───── Materials provided ─────

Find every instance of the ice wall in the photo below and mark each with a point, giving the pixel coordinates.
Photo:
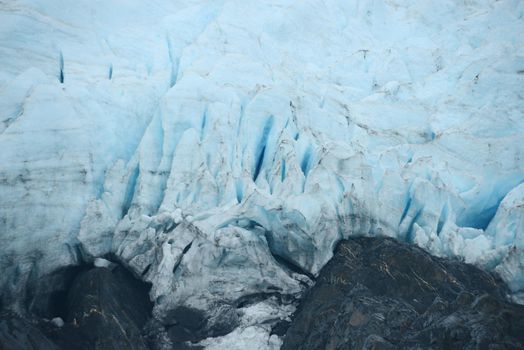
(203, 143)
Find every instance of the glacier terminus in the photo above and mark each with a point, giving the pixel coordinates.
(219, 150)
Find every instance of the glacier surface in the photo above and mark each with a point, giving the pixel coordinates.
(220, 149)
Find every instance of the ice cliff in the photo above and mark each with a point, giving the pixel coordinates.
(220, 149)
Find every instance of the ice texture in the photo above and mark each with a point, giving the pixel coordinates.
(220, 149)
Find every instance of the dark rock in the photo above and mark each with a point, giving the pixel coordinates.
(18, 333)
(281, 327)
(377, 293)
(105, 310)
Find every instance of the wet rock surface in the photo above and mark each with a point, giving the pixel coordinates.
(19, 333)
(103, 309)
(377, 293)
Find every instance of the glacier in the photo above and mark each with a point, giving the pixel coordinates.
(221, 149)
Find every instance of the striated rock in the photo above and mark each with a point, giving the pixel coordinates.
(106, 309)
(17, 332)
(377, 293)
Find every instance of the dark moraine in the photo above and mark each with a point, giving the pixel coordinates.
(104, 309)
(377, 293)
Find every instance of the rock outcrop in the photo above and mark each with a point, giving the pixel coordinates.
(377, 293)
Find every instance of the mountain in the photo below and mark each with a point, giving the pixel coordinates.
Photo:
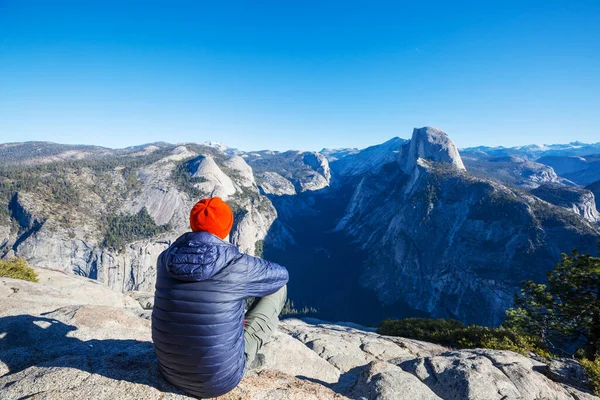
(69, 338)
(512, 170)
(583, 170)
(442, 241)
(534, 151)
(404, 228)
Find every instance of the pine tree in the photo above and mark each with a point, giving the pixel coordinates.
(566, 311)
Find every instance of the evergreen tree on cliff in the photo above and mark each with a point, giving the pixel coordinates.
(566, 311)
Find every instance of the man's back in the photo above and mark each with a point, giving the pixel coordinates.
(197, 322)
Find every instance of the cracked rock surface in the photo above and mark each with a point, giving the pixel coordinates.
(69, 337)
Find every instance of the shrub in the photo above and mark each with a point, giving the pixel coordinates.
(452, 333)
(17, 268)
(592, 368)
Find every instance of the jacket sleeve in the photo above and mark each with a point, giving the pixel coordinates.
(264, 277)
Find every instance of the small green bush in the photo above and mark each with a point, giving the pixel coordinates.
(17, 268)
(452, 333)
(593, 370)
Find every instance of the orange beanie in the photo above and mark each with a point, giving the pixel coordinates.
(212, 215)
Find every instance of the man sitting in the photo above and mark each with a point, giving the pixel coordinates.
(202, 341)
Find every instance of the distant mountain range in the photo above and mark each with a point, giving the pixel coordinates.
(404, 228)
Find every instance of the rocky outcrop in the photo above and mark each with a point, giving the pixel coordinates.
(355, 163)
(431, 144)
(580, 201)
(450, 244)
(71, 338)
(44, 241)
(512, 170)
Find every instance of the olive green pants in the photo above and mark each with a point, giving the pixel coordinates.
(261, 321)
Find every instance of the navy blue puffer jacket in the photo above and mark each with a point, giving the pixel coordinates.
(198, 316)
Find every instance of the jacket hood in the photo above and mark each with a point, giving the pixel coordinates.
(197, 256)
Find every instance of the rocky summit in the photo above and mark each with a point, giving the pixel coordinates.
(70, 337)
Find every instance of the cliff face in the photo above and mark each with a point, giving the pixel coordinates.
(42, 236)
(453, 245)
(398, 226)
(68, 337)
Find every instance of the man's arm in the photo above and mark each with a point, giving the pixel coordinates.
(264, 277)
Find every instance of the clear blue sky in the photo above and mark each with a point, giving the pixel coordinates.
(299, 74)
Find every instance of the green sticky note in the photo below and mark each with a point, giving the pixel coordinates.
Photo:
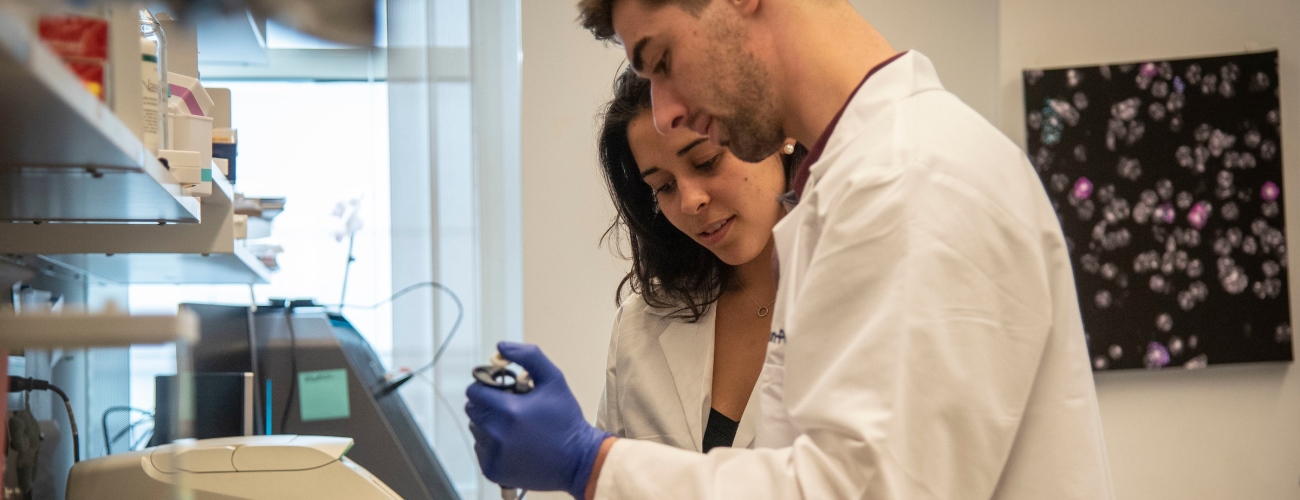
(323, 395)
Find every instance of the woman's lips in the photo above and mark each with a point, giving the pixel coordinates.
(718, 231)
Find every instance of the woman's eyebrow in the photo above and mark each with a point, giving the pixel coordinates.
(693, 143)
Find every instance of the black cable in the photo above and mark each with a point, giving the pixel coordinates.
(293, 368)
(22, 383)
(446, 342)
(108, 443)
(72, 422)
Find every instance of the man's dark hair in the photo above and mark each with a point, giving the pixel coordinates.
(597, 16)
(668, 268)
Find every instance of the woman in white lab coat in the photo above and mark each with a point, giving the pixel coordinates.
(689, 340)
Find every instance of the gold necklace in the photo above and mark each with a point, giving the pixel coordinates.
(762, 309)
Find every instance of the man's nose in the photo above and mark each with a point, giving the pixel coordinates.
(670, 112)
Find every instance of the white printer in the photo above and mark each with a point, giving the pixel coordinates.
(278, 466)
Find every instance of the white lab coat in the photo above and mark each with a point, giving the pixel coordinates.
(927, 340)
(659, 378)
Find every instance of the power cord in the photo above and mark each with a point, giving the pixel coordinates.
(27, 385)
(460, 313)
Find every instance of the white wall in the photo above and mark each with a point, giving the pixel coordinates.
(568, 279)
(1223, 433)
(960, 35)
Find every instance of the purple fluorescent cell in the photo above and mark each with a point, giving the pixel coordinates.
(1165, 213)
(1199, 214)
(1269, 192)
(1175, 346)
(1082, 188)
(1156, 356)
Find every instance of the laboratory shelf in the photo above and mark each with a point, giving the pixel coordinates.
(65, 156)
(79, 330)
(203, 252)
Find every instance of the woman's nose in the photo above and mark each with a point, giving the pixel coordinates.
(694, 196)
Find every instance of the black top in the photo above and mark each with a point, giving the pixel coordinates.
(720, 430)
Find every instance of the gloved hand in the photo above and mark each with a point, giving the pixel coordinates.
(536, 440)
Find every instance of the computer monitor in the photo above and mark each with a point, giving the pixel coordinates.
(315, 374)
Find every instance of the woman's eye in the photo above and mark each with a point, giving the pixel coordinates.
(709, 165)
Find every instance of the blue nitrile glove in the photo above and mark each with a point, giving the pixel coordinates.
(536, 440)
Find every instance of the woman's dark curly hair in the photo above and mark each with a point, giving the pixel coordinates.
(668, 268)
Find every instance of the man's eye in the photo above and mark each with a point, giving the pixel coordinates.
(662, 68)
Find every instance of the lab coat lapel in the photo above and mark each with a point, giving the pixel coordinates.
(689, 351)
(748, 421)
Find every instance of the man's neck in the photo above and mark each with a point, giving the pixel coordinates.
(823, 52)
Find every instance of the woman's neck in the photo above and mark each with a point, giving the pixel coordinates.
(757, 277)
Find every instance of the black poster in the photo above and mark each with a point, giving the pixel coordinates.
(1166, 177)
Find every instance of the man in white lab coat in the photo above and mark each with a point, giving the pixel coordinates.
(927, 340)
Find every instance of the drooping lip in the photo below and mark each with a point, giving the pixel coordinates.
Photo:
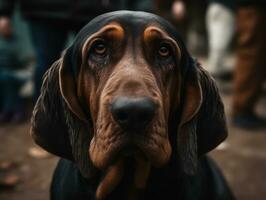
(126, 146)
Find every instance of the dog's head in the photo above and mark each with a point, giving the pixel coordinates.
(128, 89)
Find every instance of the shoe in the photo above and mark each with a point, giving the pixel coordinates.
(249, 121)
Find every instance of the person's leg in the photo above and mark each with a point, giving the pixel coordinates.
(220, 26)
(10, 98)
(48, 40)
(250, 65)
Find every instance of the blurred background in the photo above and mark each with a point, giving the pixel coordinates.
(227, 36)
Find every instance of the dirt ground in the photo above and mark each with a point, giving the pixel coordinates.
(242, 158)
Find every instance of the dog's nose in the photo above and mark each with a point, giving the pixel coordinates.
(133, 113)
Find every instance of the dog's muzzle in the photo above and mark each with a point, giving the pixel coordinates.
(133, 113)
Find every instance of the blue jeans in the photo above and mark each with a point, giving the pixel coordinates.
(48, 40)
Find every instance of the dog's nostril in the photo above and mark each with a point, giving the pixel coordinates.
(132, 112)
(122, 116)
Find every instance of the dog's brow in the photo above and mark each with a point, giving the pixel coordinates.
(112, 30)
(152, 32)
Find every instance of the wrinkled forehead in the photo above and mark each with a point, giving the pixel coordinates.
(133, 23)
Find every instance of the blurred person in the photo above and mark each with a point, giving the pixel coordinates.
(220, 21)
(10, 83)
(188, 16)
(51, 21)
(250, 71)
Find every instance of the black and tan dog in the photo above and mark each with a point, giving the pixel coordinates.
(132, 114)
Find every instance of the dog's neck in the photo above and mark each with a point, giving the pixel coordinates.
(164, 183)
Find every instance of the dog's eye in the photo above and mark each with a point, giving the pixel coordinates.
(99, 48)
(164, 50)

─────
───── Materials provided ─────

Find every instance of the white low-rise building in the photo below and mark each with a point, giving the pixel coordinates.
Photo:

─────

▶ Problem statement: Count how many lines of the entries above contain the string "rocky", matching uppercase and lowercase exactly. Reply with the number alone.

▶ Task response: 2